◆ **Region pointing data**
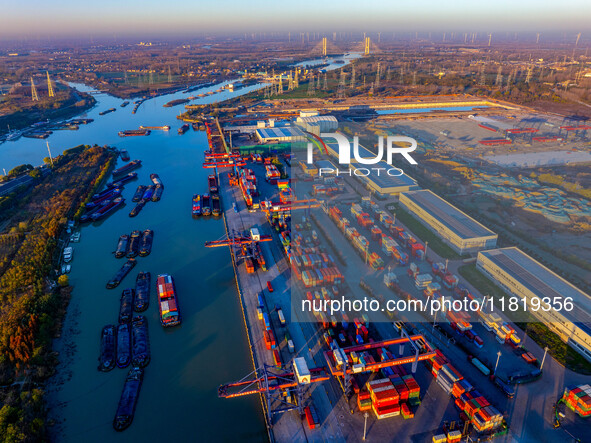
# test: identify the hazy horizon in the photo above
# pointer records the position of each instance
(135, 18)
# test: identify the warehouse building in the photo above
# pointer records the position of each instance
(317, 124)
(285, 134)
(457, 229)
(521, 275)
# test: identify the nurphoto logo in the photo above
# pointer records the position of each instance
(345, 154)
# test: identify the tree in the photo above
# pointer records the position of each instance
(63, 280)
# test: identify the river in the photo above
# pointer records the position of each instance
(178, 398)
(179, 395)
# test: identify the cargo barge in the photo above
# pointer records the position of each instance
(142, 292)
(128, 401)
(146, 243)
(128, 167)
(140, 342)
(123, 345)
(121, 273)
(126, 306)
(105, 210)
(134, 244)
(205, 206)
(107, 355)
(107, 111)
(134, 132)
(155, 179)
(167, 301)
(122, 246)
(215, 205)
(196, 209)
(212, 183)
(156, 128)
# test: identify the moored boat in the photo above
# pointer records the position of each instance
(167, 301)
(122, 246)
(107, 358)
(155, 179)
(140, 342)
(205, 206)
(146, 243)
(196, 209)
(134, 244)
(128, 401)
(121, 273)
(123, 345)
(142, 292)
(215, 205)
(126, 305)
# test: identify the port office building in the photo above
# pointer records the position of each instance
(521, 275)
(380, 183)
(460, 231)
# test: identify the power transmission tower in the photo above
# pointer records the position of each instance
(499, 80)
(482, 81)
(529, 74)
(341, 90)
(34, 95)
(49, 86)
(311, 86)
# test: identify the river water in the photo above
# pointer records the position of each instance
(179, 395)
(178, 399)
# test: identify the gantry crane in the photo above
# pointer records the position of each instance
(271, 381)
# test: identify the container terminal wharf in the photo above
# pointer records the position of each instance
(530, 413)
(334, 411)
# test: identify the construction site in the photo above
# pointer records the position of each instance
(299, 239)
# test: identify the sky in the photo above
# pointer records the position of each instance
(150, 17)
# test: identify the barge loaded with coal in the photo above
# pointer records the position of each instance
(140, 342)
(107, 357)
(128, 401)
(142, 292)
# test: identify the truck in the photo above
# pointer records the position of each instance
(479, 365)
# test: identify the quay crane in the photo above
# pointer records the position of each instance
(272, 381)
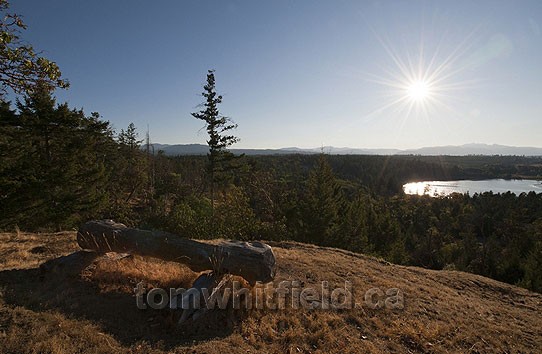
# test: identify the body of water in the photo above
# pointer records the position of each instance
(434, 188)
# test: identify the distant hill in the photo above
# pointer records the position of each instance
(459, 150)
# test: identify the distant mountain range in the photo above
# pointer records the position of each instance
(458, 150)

◆ **Assigned task**
Will you set down the records word for word while leaving out every picture?

◆ **Completed exercise**
# test: identify the hazy horizon in the photo above
# pointer records the position of each instance
(135, 18)
# test: identify the warehouse building in the photo above
# pointer records the position of each instance
(317, 124)
(285, 134)
(457, 229)
(521, 275)
# test: identify the nurphoto logo in the photo above
# pointer records the position of each instance
(345, 154)
# test: identify the tree in the photo above
# pointer records the position of each instance
(63, 280)
# test: identify the river in the photo above
# pointer records the position of each instance
(178, 398)
(179, 395)
# test: identify the cargo barge in the photo above
# pointer records the position of each instance
(142, 292)
(128, 401)
(146, 243)
(128, 167)
(140, 342)
(123, 345)
(121, 273)
(126, 306)
(105, 210)
(134, 244)
(205, 206)
(107, 355)
(107, 111)
(134, 132)
(155, 179)
(167, 301)
(122, 246)
(215, 205)
(196, 209)
(212, 183)
(156, 128)
# test: identify the moored boat in the photo above
# pointer records the position of each instance
(167, 301)
(122, 246)
(107, 358)
(155, 179)
(140, 342)
(205, 206)
(146, 243)
(196, 209)
(134, 244)
(128, 401)
(121, 273)
(123, 345)
(142, 292)
(215, 205)
(126, 305)
# test: identify the port office building in the photo above
# pointer records the position of each instance
(521, 275)
(380, 183)
(460, 231)
# test: identify the power transmission tower in the photo above
# pointer records the position of each instance
(499, 80)
(482, 81)
(529, 74)
(341, 90)
(34, 95)
(49, 86)
(311, 86)
# test: identify the river water in the photo above
# pointer records the position of each instance
(179, 395)
(178, 399)
# test: identify the gantry crane in the photo above
# pointer records the position of each instance
(271, 381)
# test: identify the container terminal wharf in the photo above
# pointer records the position of each instance
(530, 413)
(334, 411)
# test: identify the construction site in the photo above
# pointer records the position of each instance
(299, 239)
# test: identify the sky in the photo above
# pointer records the position of each instance
(150, 17)
# test: identify the barge loaded with coal in the photo above
# pointer records the position of each instance
(140, 342)
(107, 357)
(128, 401)
(142, 292)
# test: identify the truck in the photo above
# pointer records the position of each instance
(479, 365)
# test: identify the quay crane in the photo above
# pointer records the position of each instance
(272, 381)
# test: identify the body of water in the photo above
# pointer records the position of each instance
(434, 188)
# test: identify the distant hill in the photo above
# pointer records the position of each instance
(459, 150)
# test: identify the distant mountain range in the photo above
# pointer records the position of each instance
(458, 150)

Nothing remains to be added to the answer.